REQUEST A:
Edit the stretch of the records from the line containing "standing on dock" through the end of the records: replace "cirrus" with "stratus" and keep everything else unchanged. Return only those lines, without the pictures.

Finding the state of fractures in subsurface formations became important following the advent of what is termed “unconventional production”, or using wellbores that traverse a formation substantially along its bedding plane to cause the wellbore to intersect large numbers of fractures in such formations, such fractures being inclined or perpendicular to the bedding plane of the formations.

Methods known in the art for detecting and characterizing fractures use, for example, borehole imaging instruments that include small (several centimeter) scale electrical resistivity and/or acoustic detectors disposed in pads placed in contact with the wall of a wellbore. These instruments make very shallow (i.e., lateral depth into the formation from the wellbore wall) measurements with respect to the wellbore wall and produce images of features essentially on the borehole wall. A good image from such instruments often requires that the wellbore is in good mechanical condition, i.e., having a smooth, uninterrupted wall free of cave-ins, washouts, etc. The drilling process itself often introduces many very shallow fractures that may be observable on the image to make it difficult for an interpreter to differentiate naturally occurring, greater lateral extent fractures from shallow, induced fractures.

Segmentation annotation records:
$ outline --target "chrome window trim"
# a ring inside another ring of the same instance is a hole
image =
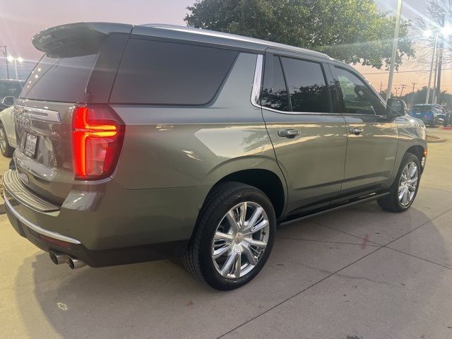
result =
[[[16,105],[16,108],[22,112],[23,117],[44,121],[61,122],[59,112],[50,109],[43,109],[42,108],[35,108],[28,106]]]
[[[251,90],[251,104],[256,107],[262,108],[259,105],[261,88],[262,86],[262,71],[263,69],[263,55],[258,54],[256,59],[254,69],[254,79],[253,79],[253,89]]]
[[[251,104],[261,109],[266,109],[268,111],[274,112],[275,113],[280,113],[282,114],[295,114],[295,115],[333,115],[333,116],[342,116],[342,113],[325,113],[325,112],[288,112],[288,111],[280,111],[273,108],[266,107],[259,104],[259,99],[261,97],[261,89],[262,87],[262,73],[263,71],[263,55],[258,54],[256,60],[256,68],[254,70],[254,78],[253,80],[253,89],[251,90]]]
[[[56,233],[55,232],[48,231],[47,230],[44,230],[42,227],[40,227],[38,225],[35,225],[32,222],[31,222],[28,221],[28,220],[26,220],[24,217],[23,217],[21,215],[20,215],[14,209],[14,208],[13,207],[11,203],[6,198],[6,195],[5,194],[4,191],[3,193],[3,198],[5,201],[5,203],[8,206],[8,208],[9,209],[9,210],[11,211],[11,213],[14,215],[14,216],[16,218],[17,218],[20,221],[20,222],[22,222],[23,225],[25,225],[28,228],[30,228],[30,229],[32,230],[33,231],[36,232],[37,233],[40,233],[40,234],[41,234],[42,235],[45,235],[46,237],[49,237],[51,238],[56,239],[58,240],[61,240],[63,242],[70,242],[71,244],[81,244],[81,242],[80,242],[76,239],[71,238],[69,237],[66,237],[65,235],[61,235],[59,233]]]

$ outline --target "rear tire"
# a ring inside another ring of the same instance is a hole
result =
[[[415,172],[412,173],[415,169]],[[376,201],[380,207],[396,213],[405,212],[410,208],[419,189],[420,170],[421,165],[417,157],[412,153],[405,153],[389,194]]]
[[[0,124],[0,151],[4,157],[11,157],[14,148],[9,145],[6,131],[3,124]]]
[[[238,182],[220,184],[206,198],[182,262],[213,288],[239,287],[265,265],[275,230],[275,210],[263,192]]]

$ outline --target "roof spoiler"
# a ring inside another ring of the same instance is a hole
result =
[[[48,56],[80,56],[97,53],[107,35],[130,34],[133,27],[123,23],[69,23],[38,32],[32,42]]]

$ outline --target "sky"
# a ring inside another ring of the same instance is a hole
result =
[[[278,0],[275,0],[278,1]],[[25,62],[18,66],[19,73],[30,72],[41,52],[35,49],[31,37],[44,28],[78,21],[109,21],[131,24],[150,23],[185,25],[183,18],[194,0],[0,0],[0,45],[7,45],[8,54],[20,56]],[[383,11],[396,11],[397,0],[377,0]],[[404,0],[403,18],[414,19],[422,15],[423,0]],[[0,52],[0,56],[1,54]],[[0,58],[0,76],[4,76],[5,66]],[[384,70],[357,66],[356,68],[377,90],[386,88],[388,74]],[[393,92],[400,93],[401,85],[407,86],[404,93],[422,88],[428,82],[428,65],[420,65],[405,60],[394,76]],[[10,65],[10,73],[13,68]],[[452,93],[452,69],[443,73],[443,89]]]

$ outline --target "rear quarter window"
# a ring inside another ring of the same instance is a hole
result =
[[[109,102],[206,104],[218,90],[237,53],[205,46],[130,39]]]
[[[67,58],[44,55],[23,86],[20,97],[76,102],[85,93],[97,54]]]

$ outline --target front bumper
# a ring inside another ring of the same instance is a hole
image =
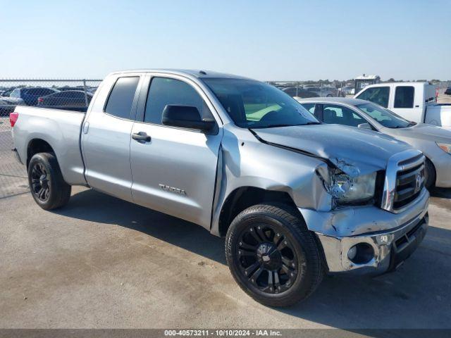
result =
[[[424,189],[414,205],[398,214],[375,206],[315,211],[316,215],[307,209],[299,211],[321,242],[329,273],[378,275],[402,264],[424,238],[428,198]],[[364,263],[348,258],[349,250],[358,244],[367,244],[373,251],[372,258]]]

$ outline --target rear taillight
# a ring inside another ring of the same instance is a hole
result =
[[[19,118],[19,113],[13,111],[11,114],[9,114],[9,123],[11,124],[11,127],[14,127],[14,125],[17,122],[18,118]]]

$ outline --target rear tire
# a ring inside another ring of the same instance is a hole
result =
[[[431,191],[435,186],[435,168],[429,158],[424,163],[424,186]]]
[[[313,234],[298,211],[285,205],[259,204],[241,212],[227,232],[226,257],[243,291],[270,306],[307,299],[324,275]]]
[[[39,153],[31,158],[28,184],[33,199],[44,210],[64,206],[70,198],[71,187],[64,181],[53,154]]]

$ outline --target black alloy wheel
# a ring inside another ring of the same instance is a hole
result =
[[[280,230],[252,225],[241,233],[235,250],[244,277],[261,292],[277,294],[294,284],[297,261],[292,244]]]
[[[31,168],[31,190],[36,198],[46,202],[50,196],[50,175],[39,162],[35,162]]]

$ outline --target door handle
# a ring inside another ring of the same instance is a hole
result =
[[[135,139],[138,142],[150,142],[152,138],[144,132],[135,132],[132,134],[132,139]]]

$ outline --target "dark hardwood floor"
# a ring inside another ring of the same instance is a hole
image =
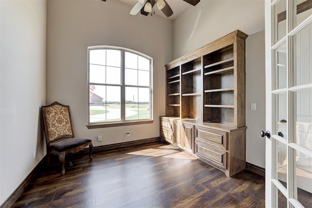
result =
[[[264,179],[232,178],[171,145],[153,143],[74,155],[42,170],[14,207],[264,207]]]

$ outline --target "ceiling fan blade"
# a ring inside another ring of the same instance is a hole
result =
[[[196,5],[197,3],[200,1],[200,0],[183,0],[184,1],[187,2],[193,6]]]
[[[147,0],[145,0],[145,1],[144,1],[144,3],[143,4],[140,3],[138,1],[136,3],[135,5],[133,6],[132,9],[131,9],[131,11],[130,11],[130,15],[136,15],[136,14],[138,13],[138,12],[141,11],[141,9],[144,7],[144,5],[145,5]]]
[[[161,10],[162,12],[167,16],[167,18],[169,18],[171,15],[174,14],[174,12],[171,9],[171,7],[169,6],[169,4],[168,4],[166,0],[164,0],[165,3],[166,3],[166,6]]]
[[[152,8],[153,8],[154,6],[154,5],[155,5],[155,3],[156,3],[156,1],[155,1],[155,0],[150,0],[150,2],[151,2],[151,4],[152,4]],[[145,5],[144,5],[145,6]],[[147,16],[147,15],[148,15],[148,12],[146,12],[144,11],[144,7],[143,6],[143,7],[142,7],[142,9],[141,9],[141,14],[143,15],[145,15],[146,16]]]

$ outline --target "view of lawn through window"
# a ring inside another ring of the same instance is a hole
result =
[[[89,48],[89,123],[151,119],[151,63],[123,49]]]

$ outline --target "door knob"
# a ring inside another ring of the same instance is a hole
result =
[[[270,138],[271,137],[271,133],[269,131],[267,131],[266,132],[265,132],[264,131],[261,131],[260,132],[260,135],[261,137],[266,136],[268,138]]]

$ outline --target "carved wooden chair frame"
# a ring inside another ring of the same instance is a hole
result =
[[[69,106],[54,102],[42,106],[41,112],[46,142],[47,164],[50,163],[51,154],[58,155],[61,164],[61,173],[64,175],[66,154],[78,152],[88,147],[89,157],[92,160],[92,140],[75,137]]]

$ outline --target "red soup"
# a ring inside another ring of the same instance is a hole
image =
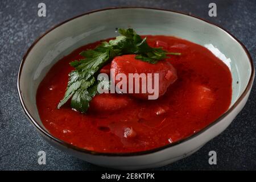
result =
[[[156,100],[104,94],[95,97],[86,114],[66,104],[57,106],[65,93],[69,62],[100,42],[82,47],[58,61],[39,85],[36,102],[46,128],[55,136],[97,152],[131,152],[158,148],[189,136],[229,108],[232,76],[228,67],[207,48],[172,36],[147,36],[151,47],[180,52],[166,61],[177,79]],[[109,65],[103,68],[108,72]]]

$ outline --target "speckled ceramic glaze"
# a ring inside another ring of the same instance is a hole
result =
[[[205,46],[227,64],[233,77],[229,110],[204,129],[179,142],[153,150],[103,154],[78,148],[56,138],[43,125],[36,105],[38,86],[51,67],[73,50],[89,43],[116,36],[117,27],[132,27],[141,35],[177,36]],[[218,26],[199,18],[166,10],[109,9],[87,13],[48,31],[30,48],[19,72],[18,89],[24,113],[51,144],[92,163],[113,168],[157,167],[186,157],[222,132],[245,106],[254,77],[254,67],[245,47]]]

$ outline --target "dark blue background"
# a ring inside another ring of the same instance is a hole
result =
[[[39,18],[38,5],[47,5]],[[208,15],[215,2],[217,17]],[[256,1],[0,1],[0,169],[97,170],[104,168],[68,155],[39,136],[22,111],[16,88],[18,70],[31,43],[47,30],[89,10],[110,6],[155,7],[190,13],[226,28],[256,60]],[[255,62],[254,62],[255,63]],[[256,88],[246,106],[221,135],[192,156],[155,169],[256,169]],[[38,152],[47,152],[47,164],[38,164]],[[208,164],[209,151],[217,154],[217,165]]]

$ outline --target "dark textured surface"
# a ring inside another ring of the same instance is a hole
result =
[[[217,17],[208,15],[217,5]],[[47,5],[47,16],[37,16],[38,5]],[[23,54],[35,39],[57,23],[86,11],[110,6],[139,6],[191,13],[229,30],[243,42],[256,60],[256,1],[0,1],[0,169],[97,170],[95,166],[54,148],[23,115],[16,82]],[[255,63],[255,62],[254,62]],[[256,88],[245,107],[221,135],[189,158],[160,170],[256,169]],[[47,164],[38,164],[38,152],[47,152]],[[217,165],[208,164],[209,151]]]

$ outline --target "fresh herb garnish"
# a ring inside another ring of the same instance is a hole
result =
[[[85,59],[70,63],[75,70],[69,75],[68,86],[63,99],[59,104],[59,109],[70,98],[71,107],[84,113],[89,102],[97,93],[100,81],[96,78],[100,70],[117,56],[135,54],[136,59],[151,64],[167,57],[167,55],[179,55],[179,53],[168,53],[161,48],[152,48],[132,28],[119,28],[121,36],[109,42],[104,42],[94,49],[82,51],[80,55]]]

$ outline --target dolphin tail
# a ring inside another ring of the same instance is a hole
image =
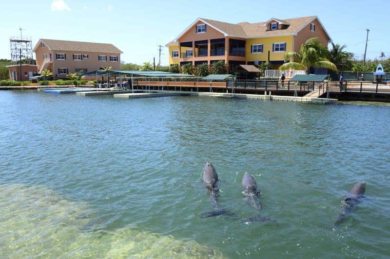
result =
[[[216,216],[219,216],[220,215],[227,215],[228,216],[231,216],[234,217],[236,215],[232,212],[229,209],[227,208],[219,208],[215,209],[211,211],[207,211],[201,215],[202,218],[209,218],[210,217],[215,217]]]

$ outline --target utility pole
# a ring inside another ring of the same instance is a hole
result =
[[[158,47],[158,64],[157,66],[159,67],[161,62],[161,48],[162,48],[163,46],[161,45],[158,45],[157,47]]]
[[[367,53],[367,43],[369,41],[369,32],[370,32],[369,29],[366,29],[366,30],[367,31],[367,38],[366,39],[366,49],[364,51],[364,57],[363,57],[363,64],[366,66],[366,53]]]

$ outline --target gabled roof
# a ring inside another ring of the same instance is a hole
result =
[[[275,36],[286,36],[290,35],[296,35],[297,34],[311,22],[317,19],[318,22],[325,32],[330,40],[332,38],[326,31],[324,26],[321,23],[318,17],[316,16],[308,16],[299,17],[291,19],[275,19],[272,18],[268,21],[250,23],[247,22],[240,22],[239,23],[229,23],[214,20],[205,19],[204,18],[198,18],[193,22],[187,29],[186,29],[175,40],[177,39],[188,32],[193,26],[198,22],[201,22],[207,24],[209,26],[218,31],[225,36],[237,37],[243,38],[254,38]],[[270,21],[275,20],[281,24],[288,25],[287,28],[279,30],[270,31],[268,28],[263,26]]]
[[[39,39],[34,48],[34,51],[43,42],[49,49],[56,51],[82,51],[108,53],[122,53],[120,50],[109,43],[97,43],[70,40]]]
[[[264,26],[266,26],[267,24],[271,22],[271,21],[277,21],[278,23],[279,23],[279,24],[285,24],[286,25],[290,25],[290,23],[289,23],[285,20],[281,20],[280,19],[275,19],[275,18],[271,18],[271,19],[265,22],[265,23],[264,24],[263,24],[263,25]]]

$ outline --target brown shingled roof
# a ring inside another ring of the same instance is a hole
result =
[[[49,49],[56,51],[73,51],[86,52],[122,53],[120,50],[109,43],[97,43],[70,40],[40,39],[37,46],[43,42]],[[34,51],[37,48],[34,48]]]
[[[276,19],[285,25],[287,25],[284,29],[270,31],[267,26],[265,26],[264,24],[269,21],[256,22],[249,23],[247,22],[242,22],[239,23],[229,23],[214,20],[210,20],[204,18],[199,18],[197,20],[201,20],[204,22],[208,23],[211,26],[216,28],[221,32],[225,34],[226,35],[236,36],[244,38],[256,38],[261,37],[268,37],[273,36],[279,36],[284,35],[292,35],[296,34],[300,31],[305,25],[308,24],[314,19],[317,18],[316,16],[307,16],[299,17],[291,19]],[[196,22],[196,21],[195,21]],[[195,23],[195,22],[194,22]],[[187,30],[189,29],[188,28]],[[325,29],[325,28],[324,28]],[[186,31],[185,31],[185,32]],[[184,32],[183,33],[184,33]],[[179,37],[180,36],[179,36]],[[328,35],[330,39],[330,36]],[[170,44],[168,43],[168,44]],[[167,44],[168,45],[168,44]]]

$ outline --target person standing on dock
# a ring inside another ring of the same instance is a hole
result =
[[[284,76],[284,74],[282,74],[282,77],[280,77],[280,80],[282,81],[282,86],[284,87],[284,80],[286,79],[286,77]]]
[[[339,83],[340,83],[340,88],[341,88],[341,86],[343,86],[343,82],[344,81],[344,77],[343,76],[343,75],[340,75],[340,79],[339,80]]]

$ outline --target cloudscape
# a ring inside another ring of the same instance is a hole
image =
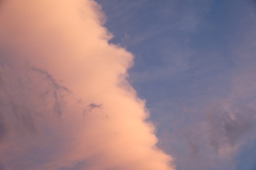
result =
[[[0,0],[0,170],[254,170],[256,2]]]
[[[1,169],[171,169],[93,1],[4,1]]]

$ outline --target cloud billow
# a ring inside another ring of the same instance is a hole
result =
[[[173,169],[126,79],[133,56],[108,43],[98,5],[1,5],[2,169]]]

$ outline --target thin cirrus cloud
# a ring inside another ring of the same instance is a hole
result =
[[[1,8],[1,169],[173,169],[126,80],[133,55],[108,42],[100,6],[8,0]]]

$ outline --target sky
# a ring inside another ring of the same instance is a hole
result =
[[[256,2],[0,1],[0,169],[256,169]]]

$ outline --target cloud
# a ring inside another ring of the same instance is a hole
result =
[[[104,20],[89,0],[1,5],[3,169],[173,169],[126,80],[133,56],[108,43]]]

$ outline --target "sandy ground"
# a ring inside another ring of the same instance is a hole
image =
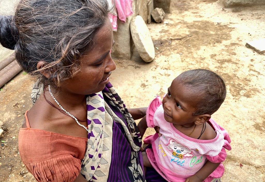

REQUEST B:
Print the stretch of the passage on subsurface fractures from "Finding the state" through "of the formations." with no changes.

TASK OUTPUT A:
$ outline --target person standing on dock
# a ring inside another ring of the same instance is a hole
result =
[[[284,76],[284,74],[282,74],[282,77],[280,77],[280,80],[282,81],[282,86],[284,87],[284,80],[286,79],[286,77]]]
[[[339,83],[340,83],[340,88],[341,88],[341,86],[343,86],[343,82],[344,81],[344,77],[343,76],[343,75],[340,75],[340,79],[339,80]]]

$ outline --target cloudscape
# a ring inside another ring of the same instance is a hole
image =
result =
[[[0,0],[0,170],[254,170],[256,2]]]
[[[1,169],[171,169],[93,1],[4,1]]]

$ outline --target cloud billow
# a ring inside another ring of the same instance is a hole
result =
[[[173,169],[126,79],[133,56],[108,43],[98,5],[1,5],[2,169]]]

$ outline --target thin stratus cloud
# a ring inside another ring of the same instance is a hole
result =
[[[1,8],[1,169],[173,169],[126,80],[133,55],[108,42],[100,6],[8,0]]]

$ outline --target sky
# a ring inside another ring of the same instance is a hole
result =
[[[256,2],[0,1],[0,169],[256,169]]]

$ outline --target cloud
# a ring inside another ring of the same instance is a hole
result =
[[[104,20],[89,0],[1,5],[3,169],[173,169],[126,80],[133,56],[108,43]]]

$ outline --target "sandy ground"
# a ring inside another ring of the same instance is a hole
image =

TASK OUTPUT B:
Finding the state of fractures in subsurface formations became important following the advent of what is termed “unconventional production”, or using wellbores that traverse a formation substantially along its bedding plane to cause the wellbore to intersect large numbers of fractures in such formations, such fractures being inclined or perpendicular to the bedding plane of the formations.